— Exercise brief —
Put every line of the data below into a numbered list. Skip blank lines and leave the pictures out.

— Collection entries —
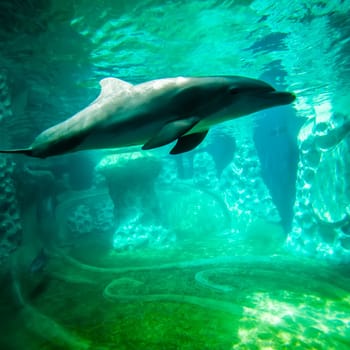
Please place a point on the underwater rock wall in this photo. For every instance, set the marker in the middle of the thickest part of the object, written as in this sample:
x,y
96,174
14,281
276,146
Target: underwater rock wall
x,y
321,225
5,111
10,222
244,191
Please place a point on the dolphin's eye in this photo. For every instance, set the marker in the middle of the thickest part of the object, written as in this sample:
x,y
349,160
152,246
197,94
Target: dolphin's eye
x,y
234,91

— Solution for this exercise —
1. Please place a point on the underwater rock wall in this photo. For every instance, set the marker in the middle of the thickest part of the object, written as in this sample:
2. x,y
3. 96,174
4. 14,281
5. 276,146
6. Target: underwater rock wall
7. x,y
8. 321,225
9. 5,111
10. 10,222
11. 244,191
12. Please place a point on the dolphin's eye in this photo. For every instance, set the marker in the middle of the thickest part of the object, written as in this sample:
13. x,y
14. 349,160
15. 152,246
16. 197,94
17. Target: dolphin's eye
18. x,y
19. 234,91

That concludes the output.